— BEGIN Selection —
I feel like I’ve been getting a lot of “friendly reminder”s lately, entirely from strangers on the internet. They come in the form of public social media posts, and I know that they are friendly reminders because they start with the words “friendly reminder that…”, but then all kinds of wild stuff can happen afterwards. A lot of times these friendly reminders can feel bizarrely confrontational and can assert stuff that seems to me to be at-best wildly controversial and at-worst just flat-out wrong.
In case you haven’t seen any of these in your time online I went to Twitter and searched up a few examples (I mostly see them on Instagram but that’s harder to text-search):
A friendly reminder to stop trying so hard for people who don’t care - is your dumb infant demanding too much of you? Taking and taking and taking while never once asking you what you need? They don’t even know your name! Your bald, illiterate, barefoot, unemployed roommate has been taking advantage of women since Day 1, and we’re all sick of it.
— END Selection —
— BEGIN Items —
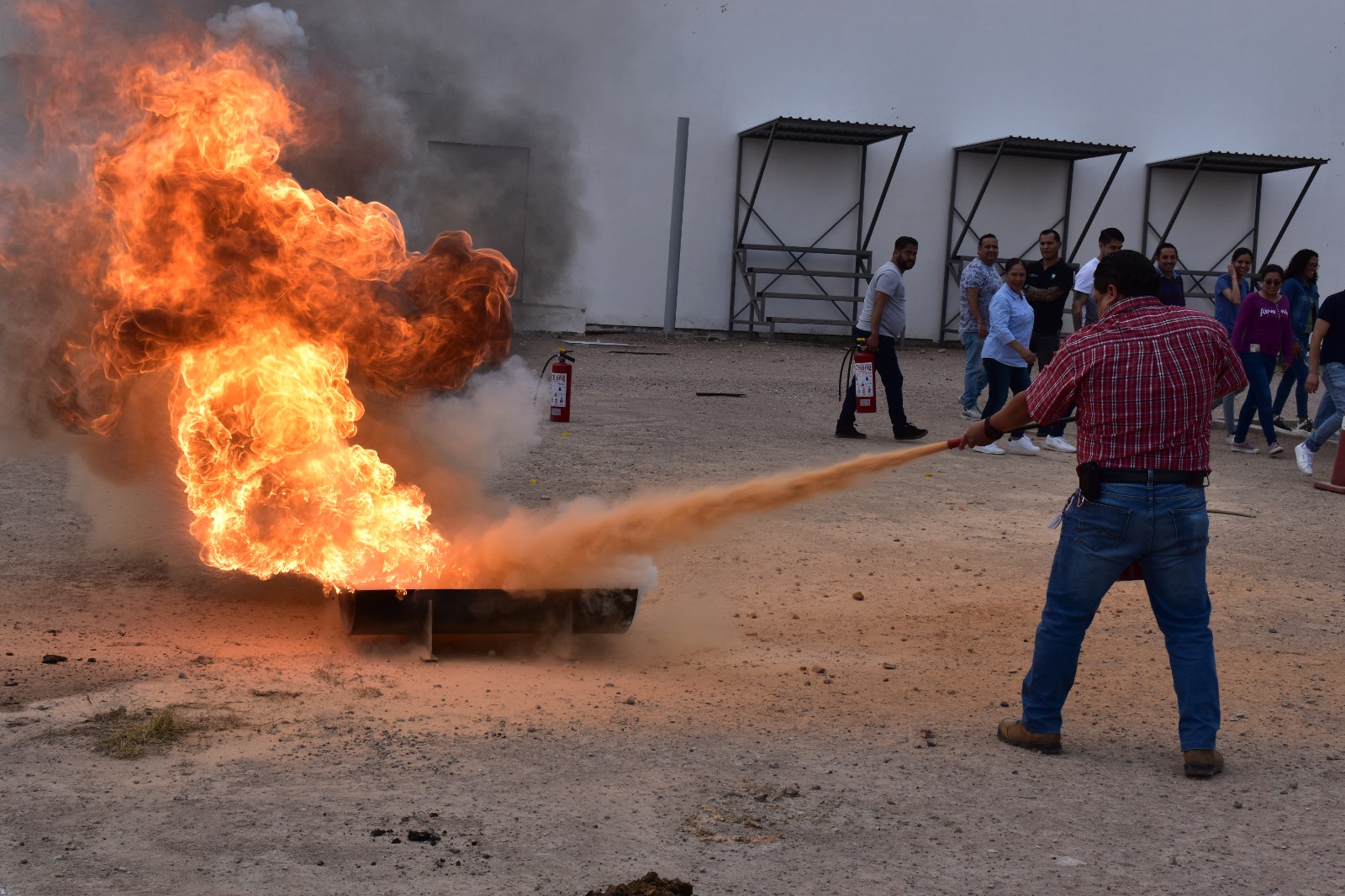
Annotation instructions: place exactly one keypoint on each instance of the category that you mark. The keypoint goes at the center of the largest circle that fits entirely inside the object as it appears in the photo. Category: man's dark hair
(1129, 271)
(1298, 264)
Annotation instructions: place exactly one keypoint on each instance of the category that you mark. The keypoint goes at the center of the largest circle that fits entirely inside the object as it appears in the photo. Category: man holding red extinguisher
(1143, 378)
(885, 303)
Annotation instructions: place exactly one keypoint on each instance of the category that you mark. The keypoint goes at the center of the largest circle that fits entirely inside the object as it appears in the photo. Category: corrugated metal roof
(1237, 163)
(820, 131)
(1044, 148)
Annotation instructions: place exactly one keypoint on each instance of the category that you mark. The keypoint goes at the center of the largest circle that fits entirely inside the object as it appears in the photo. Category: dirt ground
(757, 730)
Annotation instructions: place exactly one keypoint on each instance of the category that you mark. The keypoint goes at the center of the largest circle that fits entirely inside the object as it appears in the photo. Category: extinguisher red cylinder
(865, 393)
(562, 373)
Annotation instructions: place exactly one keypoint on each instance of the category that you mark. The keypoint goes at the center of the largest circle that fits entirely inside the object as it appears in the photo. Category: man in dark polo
(1169, 282)
(1143, 378)
(1049, 284)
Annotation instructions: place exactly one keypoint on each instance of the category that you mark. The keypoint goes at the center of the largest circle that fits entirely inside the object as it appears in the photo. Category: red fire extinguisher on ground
(562, 372)
(861, 366)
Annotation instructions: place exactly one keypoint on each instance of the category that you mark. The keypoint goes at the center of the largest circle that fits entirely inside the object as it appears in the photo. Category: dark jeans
(889, 372)
(1001, 380)
(1295, 374)
(1044, 345)
(1259, 367)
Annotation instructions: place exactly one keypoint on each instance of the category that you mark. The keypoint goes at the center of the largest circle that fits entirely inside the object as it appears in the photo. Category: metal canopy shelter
(1068, 151)
(845, 299)
(1239, 163)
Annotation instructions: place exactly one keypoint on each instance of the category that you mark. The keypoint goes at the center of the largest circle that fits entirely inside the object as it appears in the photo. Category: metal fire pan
(488, 611)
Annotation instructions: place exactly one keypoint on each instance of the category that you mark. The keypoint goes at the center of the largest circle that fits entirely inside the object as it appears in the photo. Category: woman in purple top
(1261, 334)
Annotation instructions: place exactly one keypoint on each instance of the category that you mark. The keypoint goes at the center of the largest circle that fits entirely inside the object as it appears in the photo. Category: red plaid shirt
(1143, 380)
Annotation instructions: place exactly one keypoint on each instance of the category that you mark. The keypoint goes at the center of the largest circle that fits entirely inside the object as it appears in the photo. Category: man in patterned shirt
(979, 282)
(1143, 378)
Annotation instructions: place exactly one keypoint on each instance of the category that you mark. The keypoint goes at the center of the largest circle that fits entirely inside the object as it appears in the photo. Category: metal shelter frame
(1069, 151)
(752, 313)
(1242, 163)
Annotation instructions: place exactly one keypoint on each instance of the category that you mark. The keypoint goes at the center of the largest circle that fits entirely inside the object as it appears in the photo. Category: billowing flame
(202, 256)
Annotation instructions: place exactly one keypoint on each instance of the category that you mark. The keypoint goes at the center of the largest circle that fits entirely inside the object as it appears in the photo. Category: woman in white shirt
(1006, 356)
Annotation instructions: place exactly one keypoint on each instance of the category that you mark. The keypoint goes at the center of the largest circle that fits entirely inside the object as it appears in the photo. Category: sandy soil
(759, 730)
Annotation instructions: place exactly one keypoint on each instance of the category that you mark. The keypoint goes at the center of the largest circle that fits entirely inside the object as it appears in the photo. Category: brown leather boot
(1013, 732)
(1203, 763)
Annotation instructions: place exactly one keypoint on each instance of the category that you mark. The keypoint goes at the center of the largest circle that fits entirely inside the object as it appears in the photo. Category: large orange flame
(203, 256)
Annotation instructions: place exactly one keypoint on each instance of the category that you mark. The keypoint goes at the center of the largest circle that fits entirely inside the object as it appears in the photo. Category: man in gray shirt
(885, 303)
(979, 282)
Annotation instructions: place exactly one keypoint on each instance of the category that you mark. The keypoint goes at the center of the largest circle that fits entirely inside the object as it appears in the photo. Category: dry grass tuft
(125, 735)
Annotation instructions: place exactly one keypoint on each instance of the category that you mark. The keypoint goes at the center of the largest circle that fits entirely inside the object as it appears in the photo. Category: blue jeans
(1002, 378)
(1167, 529)
(1331, 409)
(1259, 367)
(1295, 374)
(889, 372)
(1046, 347)
(973, 374)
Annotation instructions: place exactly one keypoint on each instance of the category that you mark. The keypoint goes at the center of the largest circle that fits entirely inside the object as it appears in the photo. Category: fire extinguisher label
(864, 380)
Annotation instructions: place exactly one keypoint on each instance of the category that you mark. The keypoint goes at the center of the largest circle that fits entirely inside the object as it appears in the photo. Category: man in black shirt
(1049, 284)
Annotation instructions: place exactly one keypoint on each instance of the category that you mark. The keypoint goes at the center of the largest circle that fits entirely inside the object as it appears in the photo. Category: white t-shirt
(1083, 282)
(888, 280)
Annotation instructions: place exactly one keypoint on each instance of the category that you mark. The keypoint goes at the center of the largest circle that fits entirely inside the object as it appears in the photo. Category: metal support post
(1293, 212)
(1106, 187)
(676, 228)
(1187, 192)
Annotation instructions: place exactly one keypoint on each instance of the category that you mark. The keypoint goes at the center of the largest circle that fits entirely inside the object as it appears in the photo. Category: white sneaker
(1304, 455)
(1058, 443)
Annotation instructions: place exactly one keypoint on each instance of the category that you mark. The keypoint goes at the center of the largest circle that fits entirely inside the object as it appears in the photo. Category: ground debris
(649, 885)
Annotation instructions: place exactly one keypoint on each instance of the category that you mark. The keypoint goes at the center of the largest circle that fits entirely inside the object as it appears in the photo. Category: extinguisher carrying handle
(564, 354)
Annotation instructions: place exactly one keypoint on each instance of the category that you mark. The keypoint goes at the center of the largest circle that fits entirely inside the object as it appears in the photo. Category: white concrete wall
(1169, 78)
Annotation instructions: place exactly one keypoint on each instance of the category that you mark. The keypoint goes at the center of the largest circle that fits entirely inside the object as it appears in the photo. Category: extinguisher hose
(847, 363)
(542, 376)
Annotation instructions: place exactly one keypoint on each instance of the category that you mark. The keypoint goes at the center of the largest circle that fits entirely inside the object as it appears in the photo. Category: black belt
(1194, 478)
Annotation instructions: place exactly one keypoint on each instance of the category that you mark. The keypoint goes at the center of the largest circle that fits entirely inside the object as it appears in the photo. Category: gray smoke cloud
(261, 24)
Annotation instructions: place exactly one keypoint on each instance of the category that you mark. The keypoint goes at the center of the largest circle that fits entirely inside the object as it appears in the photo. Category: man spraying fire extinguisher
(885, 303)
(1143, 377)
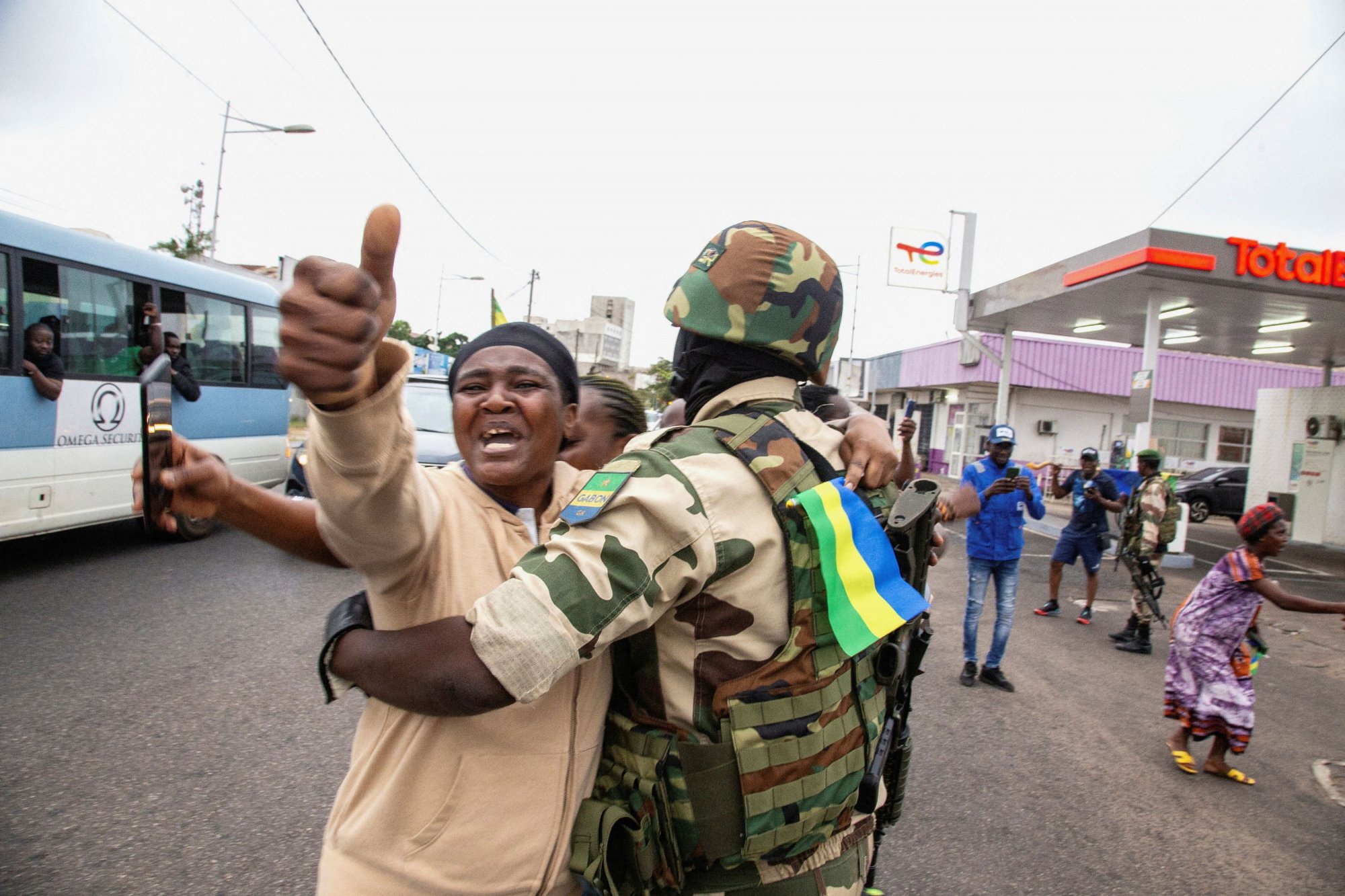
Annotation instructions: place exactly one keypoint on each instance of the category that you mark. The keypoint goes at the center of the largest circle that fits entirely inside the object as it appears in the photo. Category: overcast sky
(605, 143)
— END Items —
**Jobs**:
**1.** In the post on "friendly reminders," which platform does the writer say they mostly see them on?
**2.** Return everything in the friendly-reminders post from "In case you" down to "sick of it.".
**3.** Carry the post about "friendly reminders" further, picking up after its last sentence.

**Results for each task**:
**1.** Instagram.

**2.**
In case you haven’t seen any of these in your time online I went to Twitter and searched up a few examples (I mostly see them on Instagram but that’s harder to text-search):
A friendly reminder to stop trying so hard for people who don’t care - is your dumb infant demanding too much of you? Taking and taking and taking while never once asking you what you need? They don’t even know your name! Your bald, illiterate, barefoot, unemployed roommate has been taking advantage of women since Day 1, and we’re all sick of it.

**3.**
Friendly reminder that ‘they’ want you to go electric so that ‘they’ can make you eat nothing but beans out of a can if you fail to comply. I too have identified somewhere above 100% of ‘their’ schemes for me and my life and I appreciate the reminder of this particular scheme, which I had forgotten for just a second before Kevin Sorbo personally brought this pressing matter to my attention.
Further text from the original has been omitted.